» **Task instructions**: Render every line of the records below as a Markdown table with the columns Row and Line, skipping blank lines. Leave the pictures out of the table.

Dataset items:

○ ○ ○

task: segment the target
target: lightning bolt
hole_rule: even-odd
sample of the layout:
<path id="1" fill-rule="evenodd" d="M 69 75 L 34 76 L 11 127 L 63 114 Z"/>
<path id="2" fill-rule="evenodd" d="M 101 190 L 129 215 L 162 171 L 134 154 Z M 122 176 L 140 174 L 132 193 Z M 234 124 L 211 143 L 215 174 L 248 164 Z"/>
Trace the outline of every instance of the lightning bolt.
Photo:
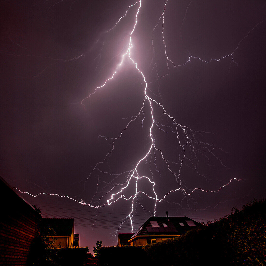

○ ○ ○

» **Correct answer**:
| Row | Line |
|---|---|
| 1 | task: segment the target |
| 2 | target: lightning bolt |
| 3 | hole_rule: even-odd |
| 4 | sample of the layout: |
| 5 | <path id="1" fill-rule="evenodd" d="M 69 75 L 34 76 L 11 127 L 63 114 Z"/> |
| 6 | <path id="2" fill-rule="evenodd" d="M 101 190 L 129 215 L 162 171 L 134 154 Z M 122 176 L 140 174 L 132 193 Z M 234 124 L 211 143 L 215 174 L 248 164 Z"/> |
| 7 | Trace the outline of every instance of the lightning bolt. |
| 8 | Photo: |